[START Task data]
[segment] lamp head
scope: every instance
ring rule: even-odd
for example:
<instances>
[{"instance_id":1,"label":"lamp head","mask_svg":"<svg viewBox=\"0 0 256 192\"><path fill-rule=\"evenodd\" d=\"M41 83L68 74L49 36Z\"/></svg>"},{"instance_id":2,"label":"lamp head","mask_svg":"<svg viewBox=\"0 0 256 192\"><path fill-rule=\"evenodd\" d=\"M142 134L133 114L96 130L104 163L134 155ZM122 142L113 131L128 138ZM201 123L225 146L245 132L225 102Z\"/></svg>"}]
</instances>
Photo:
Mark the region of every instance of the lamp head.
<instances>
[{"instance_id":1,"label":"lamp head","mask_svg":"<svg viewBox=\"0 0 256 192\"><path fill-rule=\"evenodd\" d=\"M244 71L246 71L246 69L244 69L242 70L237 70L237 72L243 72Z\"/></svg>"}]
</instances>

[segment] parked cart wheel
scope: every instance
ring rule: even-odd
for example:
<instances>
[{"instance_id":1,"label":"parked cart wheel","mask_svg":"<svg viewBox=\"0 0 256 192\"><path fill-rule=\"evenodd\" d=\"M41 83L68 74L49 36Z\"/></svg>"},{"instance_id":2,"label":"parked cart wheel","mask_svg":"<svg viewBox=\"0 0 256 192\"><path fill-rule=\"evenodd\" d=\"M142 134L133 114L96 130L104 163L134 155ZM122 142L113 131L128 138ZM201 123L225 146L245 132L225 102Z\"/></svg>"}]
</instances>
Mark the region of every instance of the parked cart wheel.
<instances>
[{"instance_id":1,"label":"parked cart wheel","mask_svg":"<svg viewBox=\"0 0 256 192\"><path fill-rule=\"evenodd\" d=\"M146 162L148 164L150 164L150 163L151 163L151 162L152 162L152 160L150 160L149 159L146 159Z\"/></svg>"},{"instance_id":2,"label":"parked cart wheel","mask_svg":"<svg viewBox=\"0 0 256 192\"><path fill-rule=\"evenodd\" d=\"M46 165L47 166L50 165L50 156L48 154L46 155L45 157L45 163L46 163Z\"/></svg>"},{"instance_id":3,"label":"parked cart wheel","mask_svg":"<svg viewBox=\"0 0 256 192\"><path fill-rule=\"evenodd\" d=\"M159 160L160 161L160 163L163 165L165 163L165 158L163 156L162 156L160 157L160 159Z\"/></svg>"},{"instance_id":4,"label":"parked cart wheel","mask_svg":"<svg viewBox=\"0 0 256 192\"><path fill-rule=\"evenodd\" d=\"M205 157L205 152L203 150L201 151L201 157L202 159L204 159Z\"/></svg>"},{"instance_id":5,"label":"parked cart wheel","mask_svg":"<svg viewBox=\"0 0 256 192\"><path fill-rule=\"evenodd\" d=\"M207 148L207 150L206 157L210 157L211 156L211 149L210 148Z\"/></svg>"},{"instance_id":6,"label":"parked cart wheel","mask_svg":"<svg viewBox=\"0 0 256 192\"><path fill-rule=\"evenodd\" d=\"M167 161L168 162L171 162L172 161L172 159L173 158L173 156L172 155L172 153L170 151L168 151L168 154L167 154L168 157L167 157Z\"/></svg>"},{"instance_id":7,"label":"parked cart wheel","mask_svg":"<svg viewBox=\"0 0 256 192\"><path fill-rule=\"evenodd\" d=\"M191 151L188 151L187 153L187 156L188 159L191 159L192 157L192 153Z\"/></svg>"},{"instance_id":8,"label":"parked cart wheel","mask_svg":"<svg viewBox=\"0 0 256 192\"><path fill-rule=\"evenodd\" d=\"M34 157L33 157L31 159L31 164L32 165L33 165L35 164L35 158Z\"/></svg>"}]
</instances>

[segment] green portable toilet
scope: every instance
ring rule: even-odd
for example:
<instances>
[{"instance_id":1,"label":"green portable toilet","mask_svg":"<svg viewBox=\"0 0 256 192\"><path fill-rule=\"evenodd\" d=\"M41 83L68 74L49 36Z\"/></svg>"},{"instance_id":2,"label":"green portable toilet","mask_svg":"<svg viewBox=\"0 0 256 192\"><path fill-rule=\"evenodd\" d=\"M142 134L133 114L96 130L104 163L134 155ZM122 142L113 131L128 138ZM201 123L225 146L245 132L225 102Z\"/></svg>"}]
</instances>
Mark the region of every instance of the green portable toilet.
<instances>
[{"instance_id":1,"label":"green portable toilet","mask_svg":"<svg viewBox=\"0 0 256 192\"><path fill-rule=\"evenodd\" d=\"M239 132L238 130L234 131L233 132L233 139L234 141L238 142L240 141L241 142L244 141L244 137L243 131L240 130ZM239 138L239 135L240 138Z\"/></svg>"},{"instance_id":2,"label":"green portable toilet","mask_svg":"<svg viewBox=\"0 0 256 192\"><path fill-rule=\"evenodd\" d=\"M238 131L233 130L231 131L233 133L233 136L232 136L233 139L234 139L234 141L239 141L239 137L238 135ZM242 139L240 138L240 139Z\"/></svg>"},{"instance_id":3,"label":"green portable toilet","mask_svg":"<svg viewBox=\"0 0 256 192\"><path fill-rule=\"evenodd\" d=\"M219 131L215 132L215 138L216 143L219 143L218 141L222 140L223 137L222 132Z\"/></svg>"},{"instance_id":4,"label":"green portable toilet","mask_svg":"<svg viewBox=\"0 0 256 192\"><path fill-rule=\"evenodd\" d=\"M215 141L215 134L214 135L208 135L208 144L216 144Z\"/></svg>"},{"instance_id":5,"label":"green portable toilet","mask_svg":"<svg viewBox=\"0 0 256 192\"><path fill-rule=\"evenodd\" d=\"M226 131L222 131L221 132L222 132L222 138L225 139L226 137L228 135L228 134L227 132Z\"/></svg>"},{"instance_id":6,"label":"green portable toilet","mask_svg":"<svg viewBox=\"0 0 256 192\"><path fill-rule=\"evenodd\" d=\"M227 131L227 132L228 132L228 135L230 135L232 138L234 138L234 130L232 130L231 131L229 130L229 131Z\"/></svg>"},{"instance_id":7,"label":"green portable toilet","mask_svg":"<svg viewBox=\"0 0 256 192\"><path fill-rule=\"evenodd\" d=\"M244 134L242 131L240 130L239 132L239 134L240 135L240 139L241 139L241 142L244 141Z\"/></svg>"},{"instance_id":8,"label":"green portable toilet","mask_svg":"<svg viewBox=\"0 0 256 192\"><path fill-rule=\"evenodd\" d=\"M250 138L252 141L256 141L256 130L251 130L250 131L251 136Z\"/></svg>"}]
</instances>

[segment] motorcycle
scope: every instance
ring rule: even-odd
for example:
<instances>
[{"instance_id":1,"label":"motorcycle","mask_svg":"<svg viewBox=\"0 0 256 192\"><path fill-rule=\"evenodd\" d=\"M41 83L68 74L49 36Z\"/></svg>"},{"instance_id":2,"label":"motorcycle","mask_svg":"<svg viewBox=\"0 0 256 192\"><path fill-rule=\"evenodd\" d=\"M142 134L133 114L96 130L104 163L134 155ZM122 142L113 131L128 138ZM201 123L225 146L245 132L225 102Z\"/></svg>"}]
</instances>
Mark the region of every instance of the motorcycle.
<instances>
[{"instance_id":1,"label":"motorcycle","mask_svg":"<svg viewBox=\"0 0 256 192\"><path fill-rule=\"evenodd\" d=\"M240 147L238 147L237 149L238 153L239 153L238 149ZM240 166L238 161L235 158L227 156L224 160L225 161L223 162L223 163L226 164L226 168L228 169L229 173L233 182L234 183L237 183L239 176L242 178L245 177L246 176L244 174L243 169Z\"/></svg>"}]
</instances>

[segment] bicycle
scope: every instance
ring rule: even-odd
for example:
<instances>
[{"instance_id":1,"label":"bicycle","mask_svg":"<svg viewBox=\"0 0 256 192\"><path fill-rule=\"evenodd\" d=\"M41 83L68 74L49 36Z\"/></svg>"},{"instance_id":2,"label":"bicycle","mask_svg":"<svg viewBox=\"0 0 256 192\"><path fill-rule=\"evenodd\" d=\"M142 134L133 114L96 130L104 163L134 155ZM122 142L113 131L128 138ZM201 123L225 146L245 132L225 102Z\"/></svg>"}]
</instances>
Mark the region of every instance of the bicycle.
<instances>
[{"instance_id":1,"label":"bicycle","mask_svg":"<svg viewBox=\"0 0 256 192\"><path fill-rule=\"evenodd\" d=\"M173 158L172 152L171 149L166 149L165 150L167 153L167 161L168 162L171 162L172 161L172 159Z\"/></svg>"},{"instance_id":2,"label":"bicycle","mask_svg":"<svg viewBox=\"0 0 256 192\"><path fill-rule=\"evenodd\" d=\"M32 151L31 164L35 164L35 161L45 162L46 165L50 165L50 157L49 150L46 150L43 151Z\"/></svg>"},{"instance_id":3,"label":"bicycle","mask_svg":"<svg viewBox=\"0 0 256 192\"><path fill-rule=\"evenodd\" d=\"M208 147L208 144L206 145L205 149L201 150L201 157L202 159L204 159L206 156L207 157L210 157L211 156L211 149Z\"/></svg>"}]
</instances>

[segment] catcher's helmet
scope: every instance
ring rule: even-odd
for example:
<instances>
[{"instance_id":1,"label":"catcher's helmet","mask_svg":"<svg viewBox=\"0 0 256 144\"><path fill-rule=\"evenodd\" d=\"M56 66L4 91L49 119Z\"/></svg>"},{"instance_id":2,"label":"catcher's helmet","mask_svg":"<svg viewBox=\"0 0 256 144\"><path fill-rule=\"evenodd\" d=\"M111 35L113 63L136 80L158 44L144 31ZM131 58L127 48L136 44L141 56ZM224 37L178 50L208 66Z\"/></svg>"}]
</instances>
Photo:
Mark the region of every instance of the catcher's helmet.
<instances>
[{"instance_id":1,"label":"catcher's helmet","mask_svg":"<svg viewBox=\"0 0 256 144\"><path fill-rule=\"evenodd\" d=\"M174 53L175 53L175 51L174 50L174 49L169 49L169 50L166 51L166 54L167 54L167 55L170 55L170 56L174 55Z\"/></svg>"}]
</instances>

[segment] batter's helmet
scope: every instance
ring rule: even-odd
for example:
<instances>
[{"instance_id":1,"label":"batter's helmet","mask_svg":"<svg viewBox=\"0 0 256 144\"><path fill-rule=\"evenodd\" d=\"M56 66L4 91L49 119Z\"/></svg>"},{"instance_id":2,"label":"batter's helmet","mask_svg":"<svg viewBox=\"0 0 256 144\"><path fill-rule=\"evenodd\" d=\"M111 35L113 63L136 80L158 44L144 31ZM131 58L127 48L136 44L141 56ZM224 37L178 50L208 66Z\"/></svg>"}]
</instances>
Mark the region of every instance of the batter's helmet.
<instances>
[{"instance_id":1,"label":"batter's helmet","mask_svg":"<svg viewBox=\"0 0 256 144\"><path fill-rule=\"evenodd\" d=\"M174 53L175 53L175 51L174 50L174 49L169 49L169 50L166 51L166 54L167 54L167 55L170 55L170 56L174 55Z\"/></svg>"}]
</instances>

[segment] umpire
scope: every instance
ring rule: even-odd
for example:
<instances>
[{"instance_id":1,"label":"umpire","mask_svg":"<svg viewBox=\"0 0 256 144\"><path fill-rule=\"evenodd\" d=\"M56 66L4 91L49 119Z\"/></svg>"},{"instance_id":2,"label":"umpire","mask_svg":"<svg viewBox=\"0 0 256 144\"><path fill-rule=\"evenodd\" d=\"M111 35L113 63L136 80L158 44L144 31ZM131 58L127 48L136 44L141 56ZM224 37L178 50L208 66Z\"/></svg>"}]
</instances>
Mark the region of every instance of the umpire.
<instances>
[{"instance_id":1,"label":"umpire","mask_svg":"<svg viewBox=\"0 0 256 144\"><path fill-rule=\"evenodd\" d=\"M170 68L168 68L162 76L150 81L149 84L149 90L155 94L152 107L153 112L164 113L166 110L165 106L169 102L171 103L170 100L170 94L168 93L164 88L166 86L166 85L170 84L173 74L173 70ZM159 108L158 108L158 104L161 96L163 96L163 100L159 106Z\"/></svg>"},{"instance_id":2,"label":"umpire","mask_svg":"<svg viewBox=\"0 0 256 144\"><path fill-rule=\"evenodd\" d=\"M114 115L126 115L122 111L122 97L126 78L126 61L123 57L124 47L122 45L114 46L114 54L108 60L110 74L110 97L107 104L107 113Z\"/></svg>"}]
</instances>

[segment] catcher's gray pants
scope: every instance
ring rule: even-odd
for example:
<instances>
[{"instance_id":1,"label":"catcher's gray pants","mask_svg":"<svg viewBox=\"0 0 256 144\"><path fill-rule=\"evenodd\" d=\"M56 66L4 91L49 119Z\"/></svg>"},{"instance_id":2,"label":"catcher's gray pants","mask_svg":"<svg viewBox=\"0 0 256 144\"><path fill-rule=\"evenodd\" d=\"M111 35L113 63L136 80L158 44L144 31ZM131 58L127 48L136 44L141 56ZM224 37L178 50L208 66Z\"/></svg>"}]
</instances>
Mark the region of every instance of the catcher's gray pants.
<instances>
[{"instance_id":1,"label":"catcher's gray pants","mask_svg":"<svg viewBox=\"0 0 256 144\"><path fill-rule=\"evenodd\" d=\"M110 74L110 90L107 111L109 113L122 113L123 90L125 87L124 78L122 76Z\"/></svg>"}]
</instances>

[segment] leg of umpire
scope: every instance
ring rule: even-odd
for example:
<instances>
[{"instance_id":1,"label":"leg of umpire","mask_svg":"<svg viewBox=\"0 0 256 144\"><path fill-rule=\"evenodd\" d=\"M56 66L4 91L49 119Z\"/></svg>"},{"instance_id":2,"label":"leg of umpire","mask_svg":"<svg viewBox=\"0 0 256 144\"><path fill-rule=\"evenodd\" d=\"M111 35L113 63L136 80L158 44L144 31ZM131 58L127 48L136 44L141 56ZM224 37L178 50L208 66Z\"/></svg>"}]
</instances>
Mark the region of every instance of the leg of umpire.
[END Task data]
Task description: Convert the part of the entries that opens with the line containing "[segment] leg of umpire" and runs through the end of the entries into a Markdown table, leaving out blank lines. Use a column named Row for the row number and a column named Line for the text of each line.

The solution:
| Row | Line |
|---|---|
| 1 | [segment] leg of umpire |
| 2 | scope: every instance |
| 3 | ring rule: even-odd |
| 4 | for example: |
| 5 | <instances> |
| 6 | [{"instance_id":1,"label":"leg of umpire","mask_svg":"<svg viewBox=\"0 0 256 144\"><path fill-rule=\"evenodd\" d=\"M56 66L4 91L49 119Z\"/></svg>"},{"instance_id":2,"label":"leg of umpire","mask_svg":"<svg viewBox=\"0 0 256 144\"><path fill-rule=\"evenodd\" d=\"M111 35L113 63L136 80L158 44L144 31ZM131 58L127 48L136 44L141 56ZM224 37L178 50L208 66Z\"/></svg>"}] |
| 7 | </instances> |
| 8 | Mark the region of every instance of the leg of umpire. |